### The records
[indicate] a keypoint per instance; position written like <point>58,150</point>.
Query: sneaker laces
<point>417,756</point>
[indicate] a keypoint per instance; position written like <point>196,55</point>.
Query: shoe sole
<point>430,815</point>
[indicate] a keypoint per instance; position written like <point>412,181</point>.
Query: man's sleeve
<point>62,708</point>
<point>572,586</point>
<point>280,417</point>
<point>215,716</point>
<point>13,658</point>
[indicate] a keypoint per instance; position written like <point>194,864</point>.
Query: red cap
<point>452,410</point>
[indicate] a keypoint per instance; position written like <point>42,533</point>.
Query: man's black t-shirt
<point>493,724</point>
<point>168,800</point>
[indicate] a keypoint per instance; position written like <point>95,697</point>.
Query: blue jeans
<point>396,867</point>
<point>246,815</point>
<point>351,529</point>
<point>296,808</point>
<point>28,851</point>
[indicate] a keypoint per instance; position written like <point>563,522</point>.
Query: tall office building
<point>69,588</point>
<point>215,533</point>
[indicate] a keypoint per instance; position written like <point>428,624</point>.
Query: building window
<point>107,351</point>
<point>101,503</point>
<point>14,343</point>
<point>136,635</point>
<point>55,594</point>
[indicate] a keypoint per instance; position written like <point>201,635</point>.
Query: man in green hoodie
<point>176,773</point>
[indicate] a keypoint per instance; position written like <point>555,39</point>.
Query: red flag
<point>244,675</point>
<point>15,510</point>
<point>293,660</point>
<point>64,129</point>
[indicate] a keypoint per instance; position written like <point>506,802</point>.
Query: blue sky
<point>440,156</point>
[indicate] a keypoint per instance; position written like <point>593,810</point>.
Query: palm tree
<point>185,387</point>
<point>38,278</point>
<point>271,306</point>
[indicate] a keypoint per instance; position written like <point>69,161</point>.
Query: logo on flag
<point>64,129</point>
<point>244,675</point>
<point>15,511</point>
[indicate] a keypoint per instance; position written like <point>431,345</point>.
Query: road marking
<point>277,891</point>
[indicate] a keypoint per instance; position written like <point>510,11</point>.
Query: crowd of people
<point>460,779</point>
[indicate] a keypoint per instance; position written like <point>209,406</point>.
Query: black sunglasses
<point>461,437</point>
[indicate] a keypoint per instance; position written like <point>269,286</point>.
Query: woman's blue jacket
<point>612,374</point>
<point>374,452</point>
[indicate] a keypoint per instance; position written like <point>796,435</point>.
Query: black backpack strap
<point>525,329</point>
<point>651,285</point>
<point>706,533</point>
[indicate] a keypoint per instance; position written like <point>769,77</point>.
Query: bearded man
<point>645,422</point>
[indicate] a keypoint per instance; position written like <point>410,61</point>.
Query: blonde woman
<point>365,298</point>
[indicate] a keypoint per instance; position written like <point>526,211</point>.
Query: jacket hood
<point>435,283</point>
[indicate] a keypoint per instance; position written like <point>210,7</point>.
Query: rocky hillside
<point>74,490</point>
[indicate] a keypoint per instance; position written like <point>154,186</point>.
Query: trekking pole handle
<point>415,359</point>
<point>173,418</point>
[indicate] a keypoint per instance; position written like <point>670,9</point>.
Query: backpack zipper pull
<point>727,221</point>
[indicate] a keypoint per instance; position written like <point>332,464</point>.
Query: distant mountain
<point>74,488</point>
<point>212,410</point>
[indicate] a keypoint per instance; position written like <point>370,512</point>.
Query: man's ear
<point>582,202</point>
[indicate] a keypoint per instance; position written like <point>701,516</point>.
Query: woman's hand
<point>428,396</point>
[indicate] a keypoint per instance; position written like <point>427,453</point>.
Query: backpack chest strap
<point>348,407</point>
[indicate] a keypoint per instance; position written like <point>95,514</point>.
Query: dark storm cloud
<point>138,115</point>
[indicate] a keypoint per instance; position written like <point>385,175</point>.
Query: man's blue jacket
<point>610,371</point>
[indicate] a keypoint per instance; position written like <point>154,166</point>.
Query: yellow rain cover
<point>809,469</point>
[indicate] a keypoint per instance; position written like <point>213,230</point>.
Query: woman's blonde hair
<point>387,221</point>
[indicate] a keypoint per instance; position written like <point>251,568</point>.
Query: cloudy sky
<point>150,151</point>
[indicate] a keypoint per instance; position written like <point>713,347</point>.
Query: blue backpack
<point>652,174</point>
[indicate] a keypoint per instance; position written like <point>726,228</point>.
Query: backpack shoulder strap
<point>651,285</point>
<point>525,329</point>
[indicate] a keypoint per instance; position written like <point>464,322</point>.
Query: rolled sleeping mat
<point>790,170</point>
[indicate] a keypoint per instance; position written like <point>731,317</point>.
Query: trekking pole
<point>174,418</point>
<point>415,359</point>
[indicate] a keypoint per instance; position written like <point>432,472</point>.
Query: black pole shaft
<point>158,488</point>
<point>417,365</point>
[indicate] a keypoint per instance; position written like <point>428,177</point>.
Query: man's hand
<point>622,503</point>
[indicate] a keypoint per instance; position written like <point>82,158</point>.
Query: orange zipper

### What is required
Print every line you see above, exactly as written.

### Result
[indicate] a keypoint per instance; position written like <point>58,150</point>.
Query: sneaker laces
<point>417,756</point>
[indicate] a keypoint per instance; position written like <point>196,55</point>.
Query: shoe sole
<point>430,815</point>
[indicate] a keypoint per instance; position written like <point>412,181</point>.
Query: man's sleeve
<point>62,708</point>
<point>572,586</point>
<point>280,417</point>
<point>215,716</point>
<point>13,658</point>
[indicate] a keypoint per instance; position written like <point>194,864</point>.
Query: red cap
<point>452,410</point>
[indicate] a keypoint per instance; position written like <point>42,533</point>.
Query: man's black t-shirt
<point>493,724</point>
<point>168,800</point>
[indicate] a keypoint per instance; position written like <point>95,697</point>.
Query: blue jeans
<point>396,867</point>
<point>246,815</point>
<point>351,529</point>
<point>296,808</point>
<point>28,851</point>
[indicate] a keypoint per instance; position written like <point>563,522</point>.
Query: tall office building
<point>69,588</point>
<point>215,533</point>
[indicate] a keypoint per instance; position written like <point>428,624</point>.
Query: building window
<point>107,351</point>
<point>101,503</point>
<point>14,343</point>
<point>136,635</point>
<point>55,594</point>
[indicate] a keypoint per instance; position written like <point>201,635</point>.
Query: man in green hoodie
<point>176,773</point>
[indicate] a keypoint per instance; position written like <point>555,39</point>.
Query: red flag
<point>244,675</point>
<point>15,510</point>
<point>293,660</point>
<point>64,129</point>
[indicate] a keypoint per instance; position written like <point>506,802</point>.
Query: blue sky
<point>440,156</point>
[indicate] a keypoint per instance; position written like <point>593,810</point>.
Query: palm tree
<point>185,387</point>
<point>38,278</point>
<point>271,306</point>
[indicate] a keypoint per instance; position written like <point>69,161</point>.
Query: logo on flag
<point>64,129</point>
<point>244,675</point>
<point>15,511</point>
[indicate] a keypoint per instance; position written like <point>431,345</point>.
Query: road marking
<point>277,891</point>
[indicate] a keypoint per instance; position written like <point>510,11</point>.
Query: crowd of people
<point>460,779</point>
[indicate] a keypoint per instance; position written like <point>209,406</point>.
Query: black sunglasses
<point>461,437</point>
[indicate] a keypoint per instance; position written like <point>269,286</point>.
Query: woman's blue jacket
<point>612,374</point>
<point>374,452</point>
[indicate] a keypoint per instance; position written like <point>796,435</point>.
Query: black backpack strap
<point>525,329</point>
<point>651,285</point>
<point>706,533</point>
[indicate] a keypoint per instance; position written like <point>769,77</point>.
Query: bearded man
<point>645,422</point>
[indicate] a keypoint per instance; position written like <point>410,61</point>.
Query: blonde woman
<point>365,298</point>
[indicate] a keypoint per instance; position written like <point>526,211</point>.
Query: jacket hood
<point>435,283</point>
[indicate] a keypoint per instance; position written like <point>210,7</point>.
Query: rocky hillside
<point>74,490</point>
[indicate] a keypoint per instance; position written like <point>154,186</point>.
Query: trekking pole handle
<point>415,359</point>
<point>173,418</point>
[indicate] a keypoint per instance; position written like <point>670,9</point>.
Query: backpack zipper pull
<point>727,221</point>
[indicate] a keypoint per instance; position written like <point>332,464</point>.
Query: distant mountain
<point>74,488</point>
<point>212,410</point>
[indicate] a keypoint per instance; position written like <point>370,512</point>.
Query: man's ear
<point>582,202</point>
[indicate] a keypoint per instance; position written like <point>701,516</point>.
Query: woman's hand
<point>428,396</point>
[indicate] a keypoint per instance; position written like <point>427,453</point>.
Query: backpack chest strap
<point>348,407</point>
[indicate] a keypoint per instance; position written like <point>95,514</point>.
Query: dark storm cloud
<point>138,115</point>
[indicate] a keypoint per instance; position written like <point>385,175</point>.
Query: man's blue jacket
<point>610,371</point>
[indicate] a keypoint per instance; position written like <point>154,166</point>.
Query: yellow rain cover
<point>809,469</point>
[indicate] a keypoint per instance; position written like <point>213,230</point>.
Query: woman's blonde hair
<point>387,221</point>
[indicate] a keypoint per instance; position written like <point>251,568</point>.
Query: cloudy sky
<point>150,151</point>
[indicate] a keypoint per instance; position written like <point>713,347</point>.
Query: blue backpack
<point>652,174</point>
[indicate] a keypoint per instance; position written like <point>726,228</point>.
Query: backpack shoulder strap
<point>651,285</point>
<point>525,329</point>
[indicate] a keypoint per instance; position written like <point>464,322</point>.
Query: rolled sleeping mat
<point>790,170</point>
[indicate] a keypoint per instance; position written like <point>731,317</point>.
Query: trekking pole
<point>174,418</point>
<point>415,359</point>
[indicate] a keypoint per instance; position written like <point>432,472</point>.
Query: black pole shaft
<point>158,488</point>
<point>417,365</point>
[indicate] a keypoint per instance; position written like <point>428,177</point>.
Query: man's hand
<point>622,503</point>
[indicate] a keypoint per instance; position written like <point>82,158</point>.
Query: orange zipper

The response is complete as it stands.